[Collected data]
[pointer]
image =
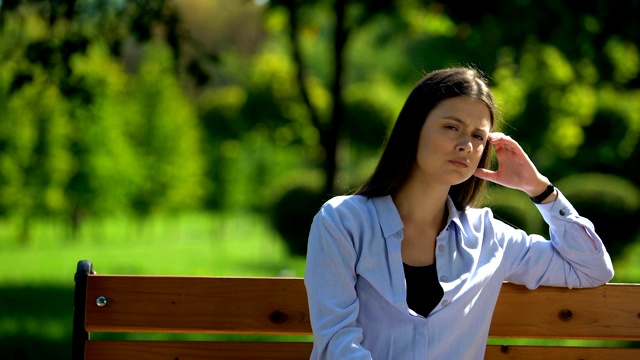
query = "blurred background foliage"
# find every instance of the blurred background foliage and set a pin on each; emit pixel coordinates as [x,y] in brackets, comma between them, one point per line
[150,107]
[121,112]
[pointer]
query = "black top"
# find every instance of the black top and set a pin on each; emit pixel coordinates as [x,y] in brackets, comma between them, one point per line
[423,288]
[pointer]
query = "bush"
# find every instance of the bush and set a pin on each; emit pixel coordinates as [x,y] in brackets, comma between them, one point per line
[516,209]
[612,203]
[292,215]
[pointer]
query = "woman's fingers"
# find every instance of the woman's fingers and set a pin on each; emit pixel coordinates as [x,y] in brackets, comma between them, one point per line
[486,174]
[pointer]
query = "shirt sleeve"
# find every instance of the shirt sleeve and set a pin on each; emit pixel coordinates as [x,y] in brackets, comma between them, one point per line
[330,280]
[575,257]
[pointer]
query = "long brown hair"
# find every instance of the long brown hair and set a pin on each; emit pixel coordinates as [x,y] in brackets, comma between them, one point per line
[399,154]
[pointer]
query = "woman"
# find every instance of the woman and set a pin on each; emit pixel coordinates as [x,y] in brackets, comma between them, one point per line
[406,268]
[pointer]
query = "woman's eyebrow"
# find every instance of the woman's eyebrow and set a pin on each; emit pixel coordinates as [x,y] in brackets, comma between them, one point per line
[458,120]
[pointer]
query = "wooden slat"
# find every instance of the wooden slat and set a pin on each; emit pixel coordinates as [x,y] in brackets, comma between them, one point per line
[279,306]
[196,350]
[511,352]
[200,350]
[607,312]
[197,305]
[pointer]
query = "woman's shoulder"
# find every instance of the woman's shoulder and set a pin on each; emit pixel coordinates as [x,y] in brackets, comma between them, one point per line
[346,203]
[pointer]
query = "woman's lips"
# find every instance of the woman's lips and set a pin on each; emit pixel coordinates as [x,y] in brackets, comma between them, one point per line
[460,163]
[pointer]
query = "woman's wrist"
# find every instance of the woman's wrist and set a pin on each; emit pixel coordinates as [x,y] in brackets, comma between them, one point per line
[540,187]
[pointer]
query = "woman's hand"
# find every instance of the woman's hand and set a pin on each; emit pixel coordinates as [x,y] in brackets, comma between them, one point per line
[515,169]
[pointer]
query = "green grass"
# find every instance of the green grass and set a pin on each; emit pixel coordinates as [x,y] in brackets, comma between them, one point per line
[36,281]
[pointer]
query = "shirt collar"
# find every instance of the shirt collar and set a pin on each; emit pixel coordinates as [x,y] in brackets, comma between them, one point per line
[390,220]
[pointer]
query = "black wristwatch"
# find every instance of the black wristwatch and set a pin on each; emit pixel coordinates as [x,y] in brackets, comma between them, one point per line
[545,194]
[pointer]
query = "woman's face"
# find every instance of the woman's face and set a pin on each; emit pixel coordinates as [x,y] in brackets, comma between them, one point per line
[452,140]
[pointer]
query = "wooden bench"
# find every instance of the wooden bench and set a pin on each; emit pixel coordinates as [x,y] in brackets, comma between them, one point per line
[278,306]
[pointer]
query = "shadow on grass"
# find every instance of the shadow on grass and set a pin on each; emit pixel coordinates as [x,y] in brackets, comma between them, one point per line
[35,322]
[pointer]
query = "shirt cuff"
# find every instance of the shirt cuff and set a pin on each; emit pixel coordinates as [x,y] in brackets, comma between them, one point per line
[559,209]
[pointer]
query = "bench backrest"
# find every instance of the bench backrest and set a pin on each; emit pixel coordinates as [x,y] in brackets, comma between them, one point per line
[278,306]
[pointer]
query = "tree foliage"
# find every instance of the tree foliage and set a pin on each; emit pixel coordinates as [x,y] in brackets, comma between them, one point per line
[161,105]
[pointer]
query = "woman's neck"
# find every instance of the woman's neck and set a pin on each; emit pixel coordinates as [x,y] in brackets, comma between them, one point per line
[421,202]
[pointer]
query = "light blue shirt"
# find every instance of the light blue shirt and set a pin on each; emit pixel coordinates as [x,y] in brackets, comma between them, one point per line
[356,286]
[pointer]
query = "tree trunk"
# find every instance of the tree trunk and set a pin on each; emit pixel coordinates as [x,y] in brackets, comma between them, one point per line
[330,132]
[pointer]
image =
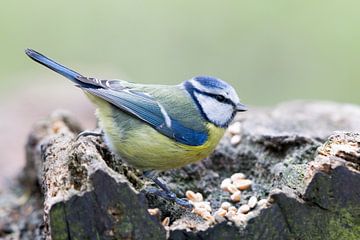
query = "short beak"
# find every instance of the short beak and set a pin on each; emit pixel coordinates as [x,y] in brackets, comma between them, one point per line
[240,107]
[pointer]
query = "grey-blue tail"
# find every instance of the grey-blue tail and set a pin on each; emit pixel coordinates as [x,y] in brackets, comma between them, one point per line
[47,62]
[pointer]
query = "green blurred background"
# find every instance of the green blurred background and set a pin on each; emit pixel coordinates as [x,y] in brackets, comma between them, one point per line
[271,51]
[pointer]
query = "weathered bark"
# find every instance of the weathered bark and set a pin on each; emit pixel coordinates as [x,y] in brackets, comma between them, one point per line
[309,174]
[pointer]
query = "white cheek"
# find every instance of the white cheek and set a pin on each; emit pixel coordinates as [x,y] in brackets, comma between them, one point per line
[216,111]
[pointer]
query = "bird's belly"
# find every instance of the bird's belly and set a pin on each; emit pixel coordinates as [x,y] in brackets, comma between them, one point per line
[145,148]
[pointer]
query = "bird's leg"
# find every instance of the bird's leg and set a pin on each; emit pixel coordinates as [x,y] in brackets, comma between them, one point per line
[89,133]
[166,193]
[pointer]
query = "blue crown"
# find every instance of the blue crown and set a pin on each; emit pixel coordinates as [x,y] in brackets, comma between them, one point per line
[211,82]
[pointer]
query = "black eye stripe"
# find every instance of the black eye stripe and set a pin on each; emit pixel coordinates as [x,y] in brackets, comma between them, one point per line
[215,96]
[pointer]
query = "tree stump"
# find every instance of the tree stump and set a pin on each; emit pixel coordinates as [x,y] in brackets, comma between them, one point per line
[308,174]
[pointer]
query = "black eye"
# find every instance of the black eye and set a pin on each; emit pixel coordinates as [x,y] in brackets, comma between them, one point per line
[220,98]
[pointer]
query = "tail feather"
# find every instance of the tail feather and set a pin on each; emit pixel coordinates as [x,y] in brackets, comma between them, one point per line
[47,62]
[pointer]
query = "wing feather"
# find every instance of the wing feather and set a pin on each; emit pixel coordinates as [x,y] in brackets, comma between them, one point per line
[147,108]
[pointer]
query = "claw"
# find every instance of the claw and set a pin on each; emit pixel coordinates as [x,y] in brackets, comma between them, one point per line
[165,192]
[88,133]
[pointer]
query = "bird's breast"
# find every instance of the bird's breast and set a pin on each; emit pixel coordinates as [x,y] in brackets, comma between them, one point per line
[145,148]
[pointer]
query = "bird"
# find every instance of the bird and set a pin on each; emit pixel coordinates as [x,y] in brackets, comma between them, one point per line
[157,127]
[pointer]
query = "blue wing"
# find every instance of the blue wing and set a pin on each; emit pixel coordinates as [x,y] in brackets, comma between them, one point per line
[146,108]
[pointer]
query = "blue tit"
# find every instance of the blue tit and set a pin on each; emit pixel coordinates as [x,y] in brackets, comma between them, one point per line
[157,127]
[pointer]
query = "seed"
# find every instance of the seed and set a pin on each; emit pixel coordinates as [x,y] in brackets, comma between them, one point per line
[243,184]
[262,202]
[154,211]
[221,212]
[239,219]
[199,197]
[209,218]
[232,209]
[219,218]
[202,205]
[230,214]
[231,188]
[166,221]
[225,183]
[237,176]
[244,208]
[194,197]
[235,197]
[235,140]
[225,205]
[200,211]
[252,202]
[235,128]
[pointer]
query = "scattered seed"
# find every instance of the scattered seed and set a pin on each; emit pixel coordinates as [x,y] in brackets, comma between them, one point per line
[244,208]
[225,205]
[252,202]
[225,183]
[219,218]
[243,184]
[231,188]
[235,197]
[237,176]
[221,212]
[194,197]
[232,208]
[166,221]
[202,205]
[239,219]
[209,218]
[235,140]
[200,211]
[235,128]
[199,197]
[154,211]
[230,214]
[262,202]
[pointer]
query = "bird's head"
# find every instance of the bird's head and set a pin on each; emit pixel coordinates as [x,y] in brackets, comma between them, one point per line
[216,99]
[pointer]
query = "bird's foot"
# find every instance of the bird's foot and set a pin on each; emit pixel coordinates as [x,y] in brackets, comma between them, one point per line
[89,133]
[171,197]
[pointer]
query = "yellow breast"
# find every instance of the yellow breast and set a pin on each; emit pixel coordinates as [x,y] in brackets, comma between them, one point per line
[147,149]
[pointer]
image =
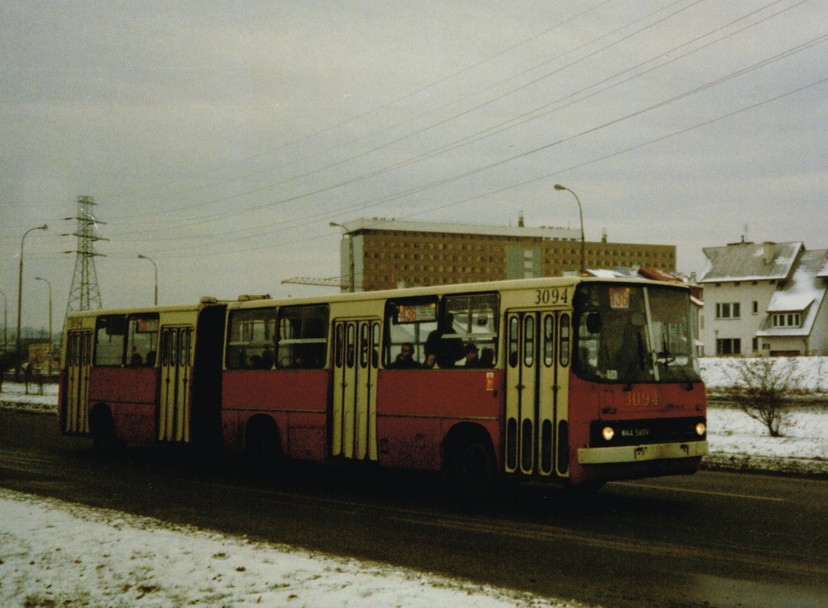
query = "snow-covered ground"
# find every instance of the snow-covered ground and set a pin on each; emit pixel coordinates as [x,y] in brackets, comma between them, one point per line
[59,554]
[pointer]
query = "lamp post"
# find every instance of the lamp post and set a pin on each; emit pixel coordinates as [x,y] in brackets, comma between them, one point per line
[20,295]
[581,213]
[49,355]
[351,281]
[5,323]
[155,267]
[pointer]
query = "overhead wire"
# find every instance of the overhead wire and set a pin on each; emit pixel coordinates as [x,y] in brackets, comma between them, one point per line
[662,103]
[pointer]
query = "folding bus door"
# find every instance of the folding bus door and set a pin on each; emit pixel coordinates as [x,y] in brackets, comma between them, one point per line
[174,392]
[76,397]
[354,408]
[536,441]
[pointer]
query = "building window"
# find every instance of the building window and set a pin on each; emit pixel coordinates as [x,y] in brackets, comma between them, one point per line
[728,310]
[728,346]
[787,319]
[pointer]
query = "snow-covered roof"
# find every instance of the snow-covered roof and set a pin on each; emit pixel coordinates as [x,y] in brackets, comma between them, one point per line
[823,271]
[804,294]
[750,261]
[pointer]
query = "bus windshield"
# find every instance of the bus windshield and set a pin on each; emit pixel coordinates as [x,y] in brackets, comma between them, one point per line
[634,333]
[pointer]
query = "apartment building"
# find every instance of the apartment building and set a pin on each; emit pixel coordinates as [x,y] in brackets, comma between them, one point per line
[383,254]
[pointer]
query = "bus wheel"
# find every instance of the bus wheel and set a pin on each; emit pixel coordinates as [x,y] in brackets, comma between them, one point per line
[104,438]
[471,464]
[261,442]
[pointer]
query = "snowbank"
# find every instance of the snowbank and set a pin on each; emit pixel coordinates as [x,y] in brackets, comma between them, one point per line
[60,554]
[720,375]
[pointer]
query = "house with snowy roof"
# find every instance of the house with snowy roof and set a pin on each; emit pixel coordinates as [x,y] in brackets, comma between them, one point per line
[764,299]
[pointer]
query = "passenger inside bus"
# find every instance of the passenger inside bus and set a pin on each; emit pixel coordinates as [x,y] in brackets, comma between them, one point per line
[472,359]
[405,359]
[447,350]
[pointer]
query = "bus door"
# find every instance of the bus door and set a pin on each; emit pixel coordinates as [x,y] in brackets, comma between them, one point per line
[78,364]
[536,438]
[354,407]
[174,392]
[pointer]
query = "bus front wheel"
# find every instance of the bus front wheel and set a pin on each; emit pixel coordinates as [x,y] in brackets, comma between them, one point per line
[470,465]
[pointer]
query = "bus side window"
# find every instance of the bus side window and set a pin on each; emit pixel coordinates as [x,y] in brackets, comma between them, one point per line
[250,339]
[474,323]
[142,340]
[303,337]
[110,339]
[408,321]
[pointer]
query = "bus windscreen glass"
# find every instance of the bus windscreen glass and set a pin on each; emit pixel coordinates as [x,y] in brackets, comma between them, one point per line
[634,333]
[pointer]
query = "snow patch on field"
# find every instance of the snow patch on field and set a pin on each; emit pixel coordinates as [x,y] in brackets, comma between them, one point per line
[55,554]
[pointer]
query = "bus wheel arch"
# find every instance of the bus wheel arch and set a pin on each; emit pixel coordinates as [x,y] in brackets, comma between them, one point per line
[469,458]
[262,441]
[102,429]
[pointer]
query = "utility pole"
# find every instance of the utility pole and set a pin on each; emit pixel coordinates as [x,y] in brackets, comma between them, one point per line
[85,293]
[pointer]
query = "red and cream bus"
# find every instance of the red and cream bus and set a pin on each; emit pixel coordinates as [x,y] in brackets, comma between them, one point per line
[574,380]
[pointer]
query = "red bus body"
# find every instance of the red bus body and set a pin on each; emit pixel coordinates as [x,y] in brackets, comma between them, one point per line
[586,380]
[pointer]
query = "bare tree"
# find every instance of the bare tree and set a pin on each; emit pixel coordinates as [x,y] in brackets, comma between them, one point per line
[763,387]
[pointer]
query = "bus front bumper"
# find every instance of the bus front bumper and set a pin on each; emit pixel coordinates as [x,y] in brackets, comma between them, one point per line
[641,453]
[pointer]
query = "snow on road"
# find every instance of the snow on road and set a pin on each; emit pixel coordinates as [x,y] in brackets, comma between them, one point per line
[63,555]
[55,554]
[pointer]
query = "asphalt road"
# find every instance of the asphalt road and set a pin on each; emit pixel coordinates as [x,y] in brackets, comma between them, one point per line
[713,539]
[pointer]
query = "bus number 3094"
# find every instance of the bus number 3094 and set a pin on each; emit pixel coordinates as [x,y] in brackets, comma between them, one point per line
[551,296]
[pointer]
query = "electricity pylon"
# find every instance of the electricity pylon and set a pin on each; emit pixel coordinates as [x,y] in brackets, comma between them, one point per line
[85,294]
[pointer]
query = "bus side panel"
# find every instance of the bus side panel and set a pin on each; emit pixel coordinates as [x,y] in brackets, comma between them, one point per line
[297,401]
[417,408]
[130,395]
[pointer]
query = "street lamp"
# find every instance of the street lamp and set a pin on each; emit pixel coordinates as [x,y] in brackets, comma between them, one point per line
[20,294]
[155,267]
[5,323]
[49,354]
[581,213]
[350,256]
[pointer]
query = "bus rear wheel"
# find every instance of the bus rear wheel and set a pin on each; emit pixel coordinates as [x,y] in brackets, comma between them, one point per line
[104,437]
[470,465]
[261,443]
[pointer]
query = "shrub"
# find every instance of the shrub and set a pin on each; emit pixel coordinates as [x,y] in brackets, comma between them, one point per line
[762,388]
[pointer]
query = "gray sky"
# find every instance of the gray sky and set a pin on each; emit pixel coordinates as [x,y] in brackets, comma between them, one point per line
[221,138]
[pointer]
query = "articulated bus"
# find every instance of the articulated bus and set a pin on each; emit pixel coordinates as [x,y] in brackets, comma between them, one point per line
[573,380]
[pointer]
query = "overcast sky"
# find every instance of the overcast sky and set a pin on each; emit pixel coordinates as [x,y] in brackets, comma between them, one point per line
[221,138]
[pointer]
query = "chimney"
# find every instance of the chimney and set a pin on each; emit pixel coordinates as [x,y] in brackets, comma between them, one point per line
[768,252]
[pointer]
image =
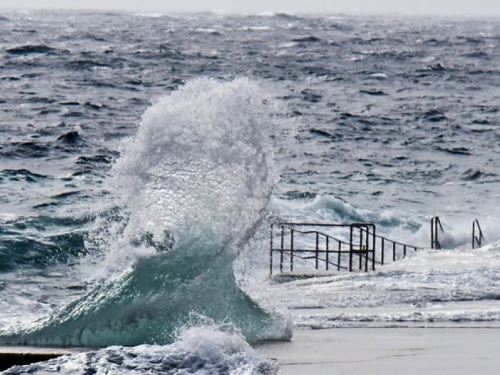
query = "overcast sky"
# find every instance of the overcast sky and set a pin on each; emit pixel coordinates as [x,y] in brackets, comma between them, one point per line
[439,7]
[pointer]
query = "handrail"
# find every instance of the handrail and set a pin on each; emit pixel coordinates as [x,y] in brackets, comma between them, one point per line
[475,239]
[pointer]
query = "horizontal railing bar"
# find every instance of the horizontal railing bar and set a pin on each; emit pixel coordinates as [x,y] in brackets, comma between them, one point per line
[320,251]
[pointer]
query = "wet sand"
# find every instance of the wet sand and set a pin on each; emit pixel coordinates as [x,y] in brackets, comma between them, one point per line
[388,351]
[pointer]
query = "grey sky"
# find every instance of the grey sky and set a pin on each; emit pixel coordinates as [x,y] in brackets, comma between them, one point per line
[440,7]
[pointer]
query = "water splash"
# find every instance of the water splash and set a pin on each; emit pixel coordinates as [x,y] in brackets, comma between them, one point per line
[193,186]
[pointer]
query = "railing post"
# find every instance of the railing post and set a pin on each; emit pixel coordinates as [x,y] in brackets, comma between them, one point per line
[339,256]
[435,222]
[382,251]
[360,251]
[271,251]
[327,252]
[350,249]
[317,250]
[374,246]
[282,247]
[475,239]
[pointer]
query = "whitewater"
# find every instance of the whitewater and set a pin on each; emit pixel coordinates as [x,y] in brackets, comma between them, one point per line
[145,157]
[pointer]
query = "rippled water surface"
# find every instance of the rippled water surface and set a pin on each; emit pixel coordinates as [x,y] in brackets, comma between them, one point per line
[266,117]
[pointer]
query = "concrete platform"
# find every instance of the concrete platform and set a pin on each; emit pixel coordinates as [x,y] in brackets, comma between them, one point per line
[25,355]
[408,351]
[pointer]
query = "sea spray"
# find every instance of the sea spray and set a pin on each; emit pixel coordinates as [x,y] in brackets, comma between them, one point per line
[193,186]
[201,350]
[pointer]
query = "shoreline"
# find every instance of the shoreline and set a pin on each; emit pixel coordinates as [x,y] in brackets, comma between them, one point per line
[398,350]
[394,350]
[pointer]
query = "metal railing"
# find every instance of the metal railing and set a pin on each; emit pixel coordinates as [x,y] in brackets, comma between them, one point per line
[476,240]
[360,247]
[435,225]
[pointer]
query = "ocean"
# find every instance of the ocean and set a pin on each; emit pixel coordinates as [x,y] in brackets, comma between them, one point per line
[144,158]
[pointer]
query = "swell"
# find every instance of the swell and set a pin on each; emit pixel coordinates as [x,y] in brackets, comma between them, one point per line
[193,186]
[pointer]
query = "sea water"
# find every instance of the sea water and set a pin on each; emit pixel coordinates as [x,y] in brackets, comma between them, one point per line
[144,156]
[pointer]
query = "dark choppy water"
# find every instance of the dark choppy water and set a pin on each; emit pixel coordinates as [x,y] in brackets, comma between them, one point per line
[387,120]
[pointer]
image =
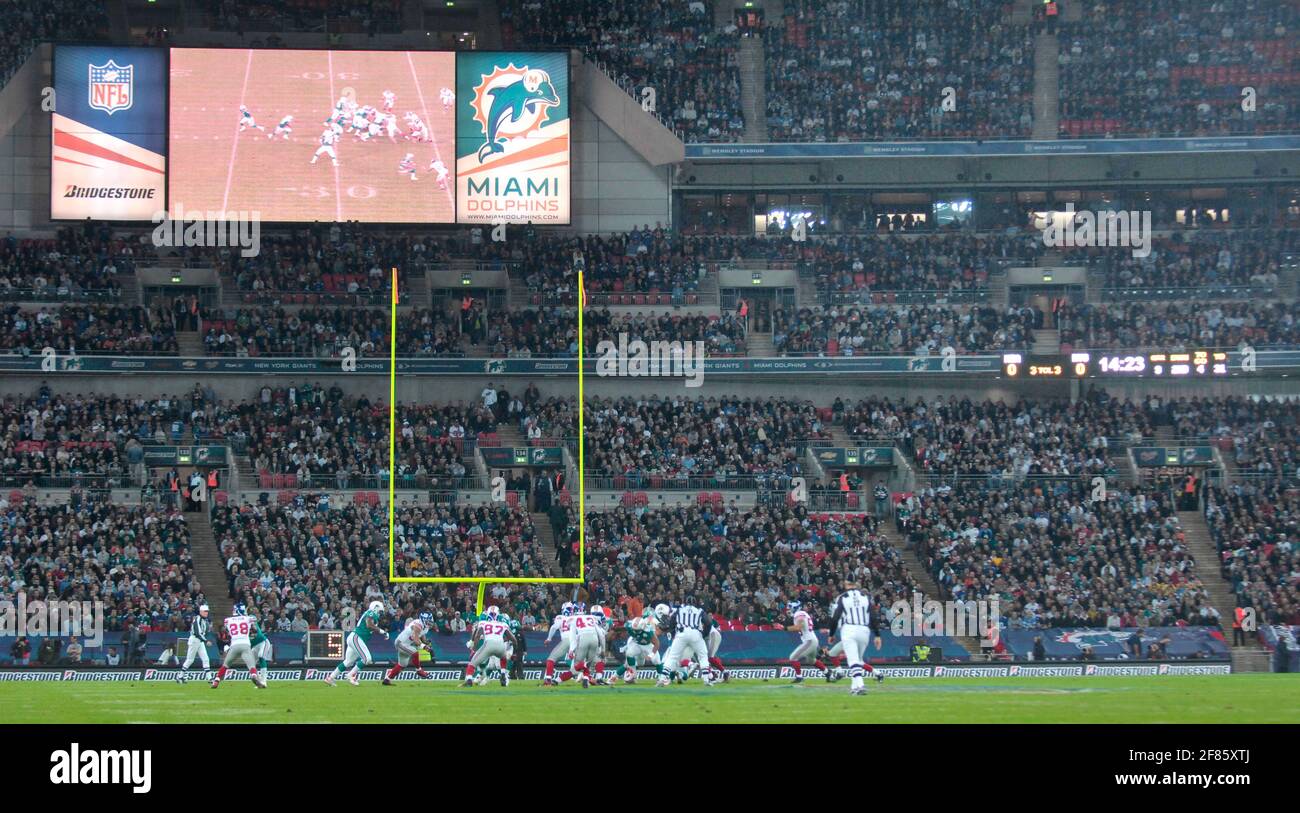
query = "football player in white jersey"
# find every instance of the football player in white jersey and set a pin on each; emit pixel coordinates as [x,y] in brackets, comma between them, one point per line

→ **SET TASK**:
Pull out each line of the entries above that contains the string "bare", treating uppercase and lowercase as different.

→ **WORKED ANSWER**:
query = "bare tree"
# find every instance of the bare tree and set a pin on each; emit pixel coordinates as [x,y] in brackets, comma between them, one point per line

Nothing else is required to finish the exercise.